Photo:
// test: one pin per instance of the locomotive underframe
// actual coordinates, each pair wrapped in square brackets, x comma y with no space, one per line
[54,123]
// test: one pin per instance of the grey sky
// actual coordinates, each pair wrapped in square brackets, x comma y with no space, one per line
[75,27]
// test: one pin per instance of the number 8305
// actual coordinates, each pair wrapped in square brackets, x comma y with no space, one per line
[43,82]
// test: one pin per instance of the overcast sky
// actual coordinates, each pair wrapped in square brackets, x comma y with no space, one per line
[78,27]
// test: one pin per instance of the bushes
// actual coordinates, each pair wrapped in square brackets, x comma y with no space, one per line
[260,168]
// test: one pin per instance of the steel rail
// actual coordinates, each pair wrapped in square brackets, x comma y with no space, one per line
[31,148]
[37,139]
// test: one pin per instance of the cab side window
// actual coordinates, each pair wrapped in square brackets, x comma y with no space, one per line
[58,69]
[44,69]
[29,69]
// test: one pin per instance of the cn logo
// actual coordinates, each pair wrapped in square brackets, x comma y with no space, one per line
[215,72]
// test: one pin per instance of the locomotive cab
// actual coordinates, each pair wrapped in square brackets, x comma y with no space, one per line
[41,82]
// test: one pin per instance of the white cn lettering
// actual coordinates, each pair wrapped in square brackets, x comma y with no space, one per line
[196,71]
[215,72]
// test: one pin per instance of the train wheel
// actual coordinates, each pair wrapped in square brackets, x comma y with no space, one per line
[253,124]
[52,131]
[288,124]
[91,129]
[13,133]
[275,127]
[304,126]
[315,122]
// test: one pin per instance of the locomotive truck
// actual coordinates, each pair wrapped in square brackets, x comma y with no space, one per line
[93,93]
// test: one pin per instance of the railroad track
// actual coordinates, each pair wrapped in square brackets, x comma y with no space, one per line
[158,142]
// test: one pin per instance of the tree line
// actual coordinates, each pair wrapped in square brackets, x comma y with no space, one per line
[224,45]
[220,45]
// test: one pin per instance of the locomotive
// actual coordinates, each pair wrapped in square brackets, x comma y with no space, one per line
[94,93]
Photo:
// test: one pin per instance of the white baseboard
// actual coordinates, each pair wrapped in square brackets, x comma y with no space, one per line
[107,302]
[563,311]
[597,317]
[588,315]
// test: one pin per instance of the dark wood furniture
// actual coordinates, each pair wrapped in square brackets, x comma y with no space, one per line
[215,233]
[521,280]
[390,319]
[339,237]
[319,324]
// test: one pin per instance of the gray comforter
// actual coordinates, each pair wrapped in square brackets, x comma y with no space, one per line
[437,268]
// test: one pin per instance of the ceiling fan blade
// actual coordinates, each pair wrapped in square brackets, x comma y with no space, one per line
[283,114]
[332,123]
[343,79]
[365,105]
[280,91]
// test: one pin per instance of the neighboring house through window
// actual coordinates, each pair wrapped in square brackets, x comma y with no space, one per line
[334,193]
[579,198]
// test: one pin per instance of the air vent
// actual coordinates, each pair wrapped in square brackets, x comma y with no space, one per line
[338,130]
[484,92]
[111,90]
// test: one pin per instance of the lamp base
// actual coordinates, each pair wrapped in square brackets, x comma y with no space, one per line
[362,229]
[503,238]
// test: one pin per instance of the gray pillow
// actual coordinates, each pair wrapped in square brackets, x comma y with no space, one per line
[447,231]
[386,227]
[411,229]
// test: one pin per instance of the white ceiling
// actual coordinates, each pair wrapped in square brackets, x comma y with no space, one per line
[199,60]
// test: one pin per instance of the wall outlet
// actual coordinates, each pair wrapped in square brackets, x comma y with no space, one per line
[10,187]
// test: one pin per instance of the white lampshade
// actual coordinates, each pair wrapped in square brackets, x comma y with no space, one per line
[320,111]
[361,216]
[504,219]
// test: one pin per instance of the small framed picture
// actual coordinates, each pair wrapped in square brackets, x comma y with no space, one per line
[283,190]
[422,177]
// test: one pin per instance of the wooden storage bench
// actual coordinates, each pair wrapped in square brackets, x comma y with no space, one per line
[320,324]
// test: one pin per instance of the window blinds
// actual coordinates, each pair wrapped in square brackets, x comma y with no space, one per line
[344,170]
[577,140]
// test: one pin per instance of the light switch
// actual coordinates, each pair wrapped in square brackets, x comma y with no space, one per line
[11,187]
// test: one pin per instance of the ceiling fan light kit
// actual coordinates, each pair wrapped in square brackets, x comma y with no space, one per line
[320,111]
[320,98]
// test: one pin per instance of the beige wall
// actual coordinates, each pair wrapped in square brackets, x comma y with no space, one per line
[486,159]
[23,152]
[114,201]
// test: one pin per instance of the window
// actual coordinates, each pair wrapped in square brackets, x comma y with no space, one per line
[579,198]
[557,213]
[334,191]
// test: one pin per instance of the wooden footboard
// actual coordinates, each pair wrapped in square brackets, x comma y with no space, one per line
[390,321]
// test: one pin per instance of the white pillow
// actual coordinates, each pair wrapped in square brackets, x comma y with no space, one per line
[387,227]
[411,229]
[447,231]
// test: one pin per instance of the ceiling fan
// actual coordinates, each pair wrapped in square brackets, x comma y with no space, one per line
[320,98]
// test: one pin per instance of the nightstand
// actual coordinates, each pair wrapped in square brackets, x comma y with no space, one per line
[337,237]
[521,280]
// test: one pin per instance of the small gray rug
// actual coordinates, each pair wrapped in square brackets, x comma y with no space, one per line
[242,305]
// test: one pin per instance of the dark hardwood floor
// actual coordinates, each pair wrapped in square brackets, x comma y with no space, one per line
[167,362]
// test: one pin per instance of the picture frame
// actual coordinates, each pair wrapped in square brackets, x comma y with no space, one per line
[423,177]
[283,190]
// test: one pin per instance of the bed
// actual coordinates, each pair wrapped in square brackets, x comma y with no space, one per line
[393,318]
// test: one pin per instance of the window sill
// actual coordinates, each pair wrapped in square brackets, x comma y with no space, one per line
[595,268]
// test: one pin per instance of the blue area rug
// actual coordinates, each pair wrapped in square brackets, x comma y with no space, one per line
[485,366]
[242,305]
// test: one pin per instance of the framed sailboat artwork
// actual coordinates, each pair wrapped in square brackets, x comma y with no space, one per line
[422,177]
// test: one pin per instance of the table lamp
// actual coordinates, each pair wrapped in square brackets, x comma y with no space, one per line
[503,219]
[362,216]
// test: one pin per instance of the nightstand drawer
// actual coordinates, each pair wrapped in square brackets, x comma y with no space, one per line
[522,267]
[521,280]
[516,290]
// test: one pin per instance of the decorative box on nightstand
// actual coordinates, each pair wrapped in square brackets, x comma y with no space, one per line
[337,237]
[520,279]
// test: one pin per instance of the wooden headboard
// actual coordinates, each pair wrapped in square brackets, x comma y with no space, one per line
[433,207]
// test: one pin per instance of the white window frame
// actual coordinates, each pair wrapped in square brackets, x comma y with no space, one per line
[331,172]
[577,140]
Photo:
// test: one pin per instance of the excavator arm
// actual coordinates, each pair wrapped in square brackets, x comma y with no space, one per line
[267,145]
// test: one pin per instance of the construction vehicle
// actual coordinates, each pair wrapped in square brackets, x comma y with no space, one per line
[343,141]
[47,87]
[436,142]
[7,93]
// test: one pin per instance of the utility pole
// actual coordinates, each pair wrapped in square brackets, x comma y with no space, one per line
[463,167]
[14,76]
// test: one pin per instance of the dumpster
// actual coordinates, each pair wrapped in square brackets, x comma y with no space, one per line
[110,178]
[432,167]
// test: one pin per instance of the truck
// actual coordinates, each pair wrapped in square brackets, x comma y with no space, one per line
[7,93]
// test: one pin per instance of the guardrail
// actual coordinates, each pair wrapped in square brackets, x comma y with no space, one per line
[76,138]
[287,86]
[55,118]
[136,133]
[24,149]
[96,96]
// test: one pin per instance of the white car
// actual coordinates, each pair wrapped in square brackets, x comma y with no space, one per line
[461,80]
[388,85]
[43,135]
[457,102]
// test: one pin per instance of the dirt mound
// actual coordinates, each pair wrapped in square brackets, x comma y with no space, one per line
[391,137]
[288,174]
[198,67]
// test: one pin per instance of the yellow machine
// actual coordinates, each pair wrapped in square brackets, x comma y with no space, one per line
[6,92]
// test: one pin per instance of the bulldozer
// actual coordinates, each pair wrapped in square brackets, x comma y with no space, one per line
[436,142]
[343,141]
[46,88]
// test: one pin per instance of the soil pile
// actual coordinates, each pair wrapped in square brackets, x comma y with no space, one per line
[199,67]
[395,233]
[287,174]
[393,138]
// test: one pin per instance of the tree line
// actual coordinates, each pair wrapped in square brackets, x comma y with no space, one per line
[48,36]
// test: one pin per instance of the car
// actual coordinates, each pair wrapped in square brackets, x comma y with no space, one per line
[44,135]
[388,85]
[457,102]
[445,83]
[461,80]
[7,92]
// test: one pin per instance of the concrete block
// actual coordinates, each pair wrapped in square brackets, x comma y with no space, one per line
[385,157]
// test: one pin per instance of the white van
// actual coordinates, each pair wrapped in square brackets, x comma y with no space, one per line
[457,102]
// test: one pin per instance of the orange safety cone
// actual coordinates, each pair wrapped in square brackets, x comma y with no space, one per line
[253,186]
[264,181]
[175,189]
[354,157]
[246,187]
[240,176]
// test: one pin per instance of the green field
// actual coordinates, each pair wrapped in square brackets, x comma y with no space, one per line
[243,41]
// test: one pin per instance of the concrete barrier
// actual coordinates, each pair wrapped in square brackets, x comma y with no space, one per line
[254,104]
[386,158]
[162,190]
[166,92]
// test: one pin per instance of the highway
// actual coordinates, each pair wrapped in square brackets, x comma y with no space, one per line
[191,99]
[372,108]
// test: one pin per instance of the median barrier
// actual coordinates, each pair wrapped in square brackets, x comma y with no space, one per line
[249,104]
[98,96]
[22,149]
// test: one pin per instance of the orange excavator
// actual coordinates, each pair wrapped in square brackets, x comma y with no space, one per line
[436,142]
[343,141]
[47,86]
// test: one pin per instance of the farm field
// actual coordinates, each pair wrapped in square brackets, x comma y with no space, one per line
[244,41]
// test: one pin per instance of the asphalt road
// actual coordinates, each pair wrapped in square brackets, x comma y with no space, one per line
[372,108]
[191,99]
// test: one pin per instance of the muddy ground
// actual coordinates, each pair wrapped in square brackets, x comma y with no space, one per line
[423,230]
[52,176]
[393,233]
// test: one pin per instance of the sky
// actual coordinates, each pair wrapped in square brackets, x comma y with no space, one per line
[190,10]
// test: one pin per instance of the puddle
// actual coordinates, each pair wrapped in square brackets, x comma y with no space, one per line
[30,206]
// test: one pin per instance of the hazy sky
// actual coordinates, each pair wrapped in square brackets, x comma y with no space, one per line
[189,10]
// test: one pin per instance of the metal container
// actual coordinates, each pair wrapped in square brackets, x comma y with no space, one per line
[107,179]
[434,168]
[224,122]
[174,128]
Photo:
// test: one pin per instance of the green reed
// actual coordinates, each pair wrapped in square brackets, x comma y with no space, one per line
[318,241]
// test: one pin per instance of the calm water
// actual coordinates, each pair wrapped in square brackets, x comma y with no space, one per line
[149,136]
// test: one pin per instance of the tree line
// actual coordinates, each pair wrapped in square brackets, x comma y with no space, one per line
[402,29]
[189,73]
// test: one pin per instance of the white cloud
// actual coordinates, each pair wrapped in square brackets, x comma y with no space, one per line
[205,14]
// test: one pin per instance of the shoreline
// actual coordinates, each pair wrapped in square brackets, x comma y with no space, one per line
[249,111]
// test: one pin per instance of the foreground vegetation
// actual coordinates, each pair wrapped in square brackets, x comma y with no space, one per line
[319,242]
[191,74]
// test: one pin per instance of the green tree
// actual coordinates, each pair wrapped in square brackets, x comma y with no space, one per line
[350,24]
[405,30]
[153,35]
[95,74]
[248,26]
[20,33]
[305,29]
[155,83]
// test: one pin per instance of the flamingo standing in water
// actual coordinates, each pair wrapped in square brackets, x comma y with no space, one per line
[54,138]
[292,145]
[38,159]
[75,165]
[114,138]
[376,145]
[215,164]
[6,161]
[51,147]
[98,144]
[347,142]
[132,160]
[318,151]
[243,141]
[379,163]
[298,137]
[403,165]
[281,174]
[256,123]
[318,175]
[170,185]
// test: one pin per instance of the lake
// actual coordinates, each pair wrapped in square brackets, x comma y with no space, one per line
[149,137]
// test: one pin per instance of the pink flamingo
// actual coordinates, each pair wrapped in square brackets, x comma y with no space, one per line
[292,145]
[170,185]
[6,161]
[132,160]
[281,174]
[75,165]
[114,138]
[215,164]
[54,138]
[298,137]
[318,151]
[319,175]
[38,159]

== ACTIVITY ==
In this exercise, copy only the lines from the opening line of the material through the line where "the number 8305" appears.

== RESULT ==
Photo:
// test: one pin per instance of the locomotive underframe
// actual coordinates, each pair wrapped in square brackets, x comma y with no space, one per line
[54,123]
// test: one pin per instance of the grey sky
// actual coordinates, each pair wrapped in square brackets, x comma y with no space, one per line
[75,27]
// test: one pin per instance of the number 8305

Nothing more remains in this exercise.